ANFORDERUNGEN: Gib bitte die Zeilen von der Zeile mit „Expected: one point per instance of the orange running“ bis einschließlich zum Ende der Zeilen erneut aus, die Aufforderungen eingeschlossen. Verschiebe dabei jede Koordinate in den Antworten um 122, die Zahlen in den Aufforderungen und deren Formatbeispielen aber nicht.

[Zeilen, entnommen aus einer Sammlung]
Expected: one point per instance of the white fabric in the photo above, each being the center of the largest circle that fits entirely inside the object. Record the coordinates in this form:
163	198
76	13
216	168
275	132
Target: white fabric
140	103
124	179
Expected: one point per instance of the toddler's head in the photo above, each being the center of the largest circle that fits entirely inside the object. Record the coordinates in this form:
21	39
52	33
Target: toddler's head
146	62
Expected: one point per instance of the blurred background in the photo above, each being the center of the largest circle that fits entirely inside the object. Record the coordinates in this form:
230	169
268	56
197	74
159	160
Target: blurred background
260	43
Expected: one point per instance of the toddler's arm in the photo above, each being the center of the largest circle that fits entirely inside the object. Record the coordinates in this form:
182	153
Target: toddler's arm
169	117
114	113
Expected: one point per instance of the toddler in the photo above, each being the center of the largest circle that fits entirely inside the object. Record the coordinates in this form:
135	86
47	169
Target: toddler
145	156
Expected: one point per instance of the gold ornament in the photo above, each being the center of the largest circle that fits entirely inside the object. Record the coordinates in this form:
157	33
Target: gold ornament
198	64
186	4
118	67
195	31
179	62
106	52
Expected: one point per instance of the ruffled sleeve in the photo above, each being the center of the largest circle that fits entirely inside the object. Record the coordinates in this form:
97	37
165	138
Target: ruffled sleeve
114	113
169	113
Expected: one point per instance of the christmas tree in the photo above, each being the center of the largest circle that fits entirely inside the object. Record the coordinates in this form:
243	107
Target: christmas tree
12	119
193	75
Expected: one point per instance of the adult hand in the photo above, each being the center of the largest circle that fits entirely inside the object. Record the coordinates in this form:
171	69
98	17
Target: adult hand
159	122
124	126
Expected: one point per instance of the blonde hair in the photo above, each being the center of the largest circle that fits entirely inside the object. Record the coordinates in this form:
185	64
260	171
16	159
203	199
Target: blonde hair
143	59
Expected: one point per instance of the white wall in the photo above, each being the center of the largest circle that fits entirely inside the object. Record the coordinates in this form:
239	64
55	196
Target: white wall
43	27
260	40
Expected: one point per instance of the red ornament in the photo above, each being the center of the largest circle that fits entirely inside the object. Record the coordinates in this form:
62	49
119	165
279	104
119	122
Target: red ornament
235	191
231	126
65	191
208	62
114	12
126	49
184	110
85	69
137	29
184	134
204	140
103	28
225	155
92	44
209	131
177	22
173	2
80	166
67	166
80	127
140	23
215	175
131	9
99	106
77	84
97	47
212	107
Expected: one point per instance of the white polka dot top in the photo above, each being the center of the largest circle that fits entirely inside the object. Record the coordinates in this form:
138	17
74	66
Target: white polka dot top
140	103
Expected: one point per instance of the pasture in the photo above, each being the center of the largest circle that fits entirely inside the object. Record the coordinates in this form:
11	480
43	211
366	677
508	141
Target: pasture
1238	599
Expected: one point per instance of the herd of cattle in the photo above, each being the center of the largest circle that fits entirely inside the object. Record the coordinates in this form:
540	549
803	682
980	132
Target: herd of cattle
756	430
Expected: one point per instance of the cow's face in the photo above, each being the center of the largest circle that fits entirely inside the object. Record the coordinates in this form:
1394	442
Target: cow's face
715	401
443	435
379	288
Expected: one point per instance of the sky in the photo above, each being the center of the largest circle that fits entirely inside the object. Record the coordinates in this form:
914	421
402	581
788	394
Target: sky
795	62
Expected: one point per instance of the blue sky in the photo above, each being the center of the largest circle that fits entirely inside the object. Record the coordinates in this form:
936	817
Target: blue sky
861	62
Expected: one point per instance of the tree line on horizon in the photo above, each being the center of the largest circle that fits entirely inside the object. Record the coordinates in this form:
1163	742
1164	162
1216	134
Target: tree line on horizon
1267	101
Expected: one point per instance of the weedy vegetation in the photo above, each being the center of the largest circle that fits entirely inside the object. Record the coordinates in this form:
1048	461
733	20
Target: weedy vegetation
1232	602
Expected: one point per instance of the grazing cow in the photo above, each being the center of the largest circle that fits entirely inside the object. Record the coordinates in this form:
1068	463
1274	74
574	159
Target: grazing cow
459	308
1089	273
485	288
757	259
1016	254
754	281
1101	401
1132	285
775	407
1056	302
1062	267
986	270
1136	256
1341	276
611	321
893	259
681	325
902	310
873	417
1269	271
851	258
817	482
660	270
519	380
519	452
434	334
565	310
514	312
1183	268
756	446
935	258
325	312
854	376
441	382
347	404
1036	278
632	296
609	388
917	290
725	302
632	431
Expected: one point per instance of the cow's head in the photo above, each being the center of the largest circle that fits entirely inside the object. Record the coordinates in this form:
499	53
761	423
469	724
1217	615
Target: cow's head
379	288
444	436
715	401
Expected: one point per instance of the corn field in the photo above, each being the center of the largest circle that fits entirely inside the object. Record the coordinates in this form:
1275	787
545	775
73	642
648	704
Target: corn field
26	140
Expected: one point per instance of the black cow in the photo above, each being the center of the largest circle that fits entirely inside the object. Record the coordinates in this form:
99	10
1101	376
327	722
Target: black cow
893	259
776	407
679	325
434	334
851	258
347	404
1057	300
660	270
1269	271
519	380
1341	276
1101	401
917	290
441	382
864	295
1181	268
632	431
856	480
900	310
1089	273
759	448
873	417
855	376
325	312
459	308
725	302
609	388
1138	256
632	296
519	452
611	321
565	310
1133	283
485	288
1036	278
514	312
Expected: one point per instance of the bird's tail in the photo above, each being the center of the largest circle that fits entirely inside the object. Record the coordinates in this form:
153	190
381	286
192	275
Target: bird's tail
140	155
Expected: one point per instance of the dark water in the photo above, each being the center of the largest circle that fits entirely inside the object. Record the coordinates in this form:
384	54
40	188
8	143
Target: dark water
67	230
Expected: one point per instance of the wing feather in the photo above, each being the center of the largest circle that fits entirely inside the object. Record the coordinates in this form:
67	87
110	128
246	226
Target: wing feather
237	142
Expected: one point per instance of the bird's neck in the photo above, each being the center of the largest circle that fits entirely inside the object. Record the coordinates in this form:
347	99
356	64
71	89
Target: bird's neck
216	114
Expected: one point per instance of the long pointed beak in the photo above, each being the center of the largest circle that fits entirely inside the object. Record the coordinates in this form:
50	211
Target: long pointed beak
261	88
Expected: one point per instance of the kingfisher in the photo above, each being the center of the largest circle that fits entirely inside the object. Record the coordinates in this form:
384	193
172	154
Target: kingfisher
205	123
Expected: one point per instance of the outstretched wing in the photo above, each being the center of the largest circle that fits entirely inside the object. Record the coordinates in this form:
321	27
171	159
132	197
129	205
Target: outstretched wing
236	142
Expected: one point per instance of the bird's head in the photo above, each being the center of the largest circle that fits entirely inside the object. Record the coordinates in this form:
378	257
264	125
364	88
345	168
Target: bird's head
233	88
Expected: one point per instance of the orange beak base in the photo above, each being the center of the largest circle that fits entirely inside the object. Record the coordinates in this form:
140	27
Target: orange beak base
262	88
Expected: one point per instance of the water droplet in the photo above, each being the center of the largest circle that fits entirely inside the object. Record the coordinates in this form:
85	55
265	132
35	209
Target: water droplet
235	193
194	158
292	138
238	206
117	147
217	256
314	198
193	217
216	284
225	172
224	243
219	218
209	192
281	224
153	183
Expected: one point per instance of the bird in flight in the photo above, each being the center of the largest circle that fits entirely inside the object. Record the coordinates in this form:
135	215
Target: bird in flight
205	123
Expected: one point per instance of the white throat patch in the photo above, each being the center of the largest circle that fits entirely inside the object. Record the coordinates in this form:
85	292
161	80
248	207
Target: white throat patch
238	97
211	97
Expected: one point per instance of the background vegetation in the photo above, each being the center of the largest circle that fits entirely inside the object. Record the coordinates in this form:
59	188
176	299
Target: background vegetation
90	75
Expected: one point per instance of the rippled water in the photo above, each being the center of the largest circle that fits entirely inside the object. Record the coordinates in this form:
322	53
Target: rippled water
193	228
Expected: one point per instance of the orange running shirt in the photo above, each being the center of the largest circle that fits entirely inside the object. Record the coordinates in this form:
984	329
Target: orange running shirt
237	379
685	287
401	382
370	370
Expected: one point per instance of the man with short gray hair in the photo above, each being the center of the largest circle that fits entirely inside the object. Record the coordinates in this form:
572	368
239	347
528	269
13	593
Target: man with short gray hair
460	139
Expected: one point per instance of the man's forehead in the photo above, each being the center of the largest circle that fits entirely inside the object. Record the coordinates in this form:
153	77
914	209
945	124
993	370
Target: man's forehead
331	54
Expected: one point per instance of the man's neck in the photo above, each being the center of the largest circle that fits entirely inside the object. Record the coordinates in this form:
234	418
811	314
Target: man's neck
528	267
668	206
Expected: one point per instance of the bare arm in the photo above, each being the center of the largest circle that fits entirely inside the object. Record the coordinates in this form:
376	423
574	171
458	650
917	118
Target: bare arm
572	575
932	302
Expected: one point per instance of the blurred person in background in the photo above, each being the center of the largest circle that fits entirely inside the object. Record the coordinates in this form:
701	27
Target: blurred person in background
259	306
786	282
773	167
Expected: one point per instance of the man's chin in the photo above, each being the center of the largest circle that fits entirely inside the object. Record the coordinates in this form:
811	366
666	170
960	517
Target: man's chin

ERGEBNIS DIESER AUFGABE:
Expected: one point per instance of the orange running shirt in the photo above, each being the center of the largest circle that fits entirely inside the object. Record the coordinates in this form:
984	329
Target: orange running shirt
359	501
807	409
523	504
492	492
Expected: one point per instance of the man with short gray hair in the photo above, each being the center of the largest circle that fits entirely inside the object. Record the coordinates in this form:
572	368
239	347
528	269
13	593
Target: man with short gray hair
582	261
Expected: one point per instance of the man's forehead in the photo above, each being the center of the largest circle that fits entirely inside the object. Record the coordinates in this form:
153	77
914	209
945	124
993	370
Target: man's forehead
453	176
Expected: one point per instance of the man's neck in the photo above, each being the center of the largest circle that fits entirely inside the object. Record the coordinates in this form:
234	418
811	314
Target: man's neck
650	389
790	328
Expected: one point per instance of the bare arm in the photo above, each being the center of the largest circle that fits entirely inside the object. Record the coordinates in this form:
376	423
574	171
458	650
917	118
Target: bare arm
694	697
1054	424
Expected: one point per instance of the blurred person in background in the photo above, each being the center of the largest circle that fits entirely inside the object. Record the coordinates in this form:
701	27
Target: blurred person in background
381	428
908	404
895	289
Expected: one point per instance of the man's chin in the photo above, each being the center of the largest circle that fits entirely inside the object. Record the coordinates in this form:
811	366
666	170
960	517
Target: man's chin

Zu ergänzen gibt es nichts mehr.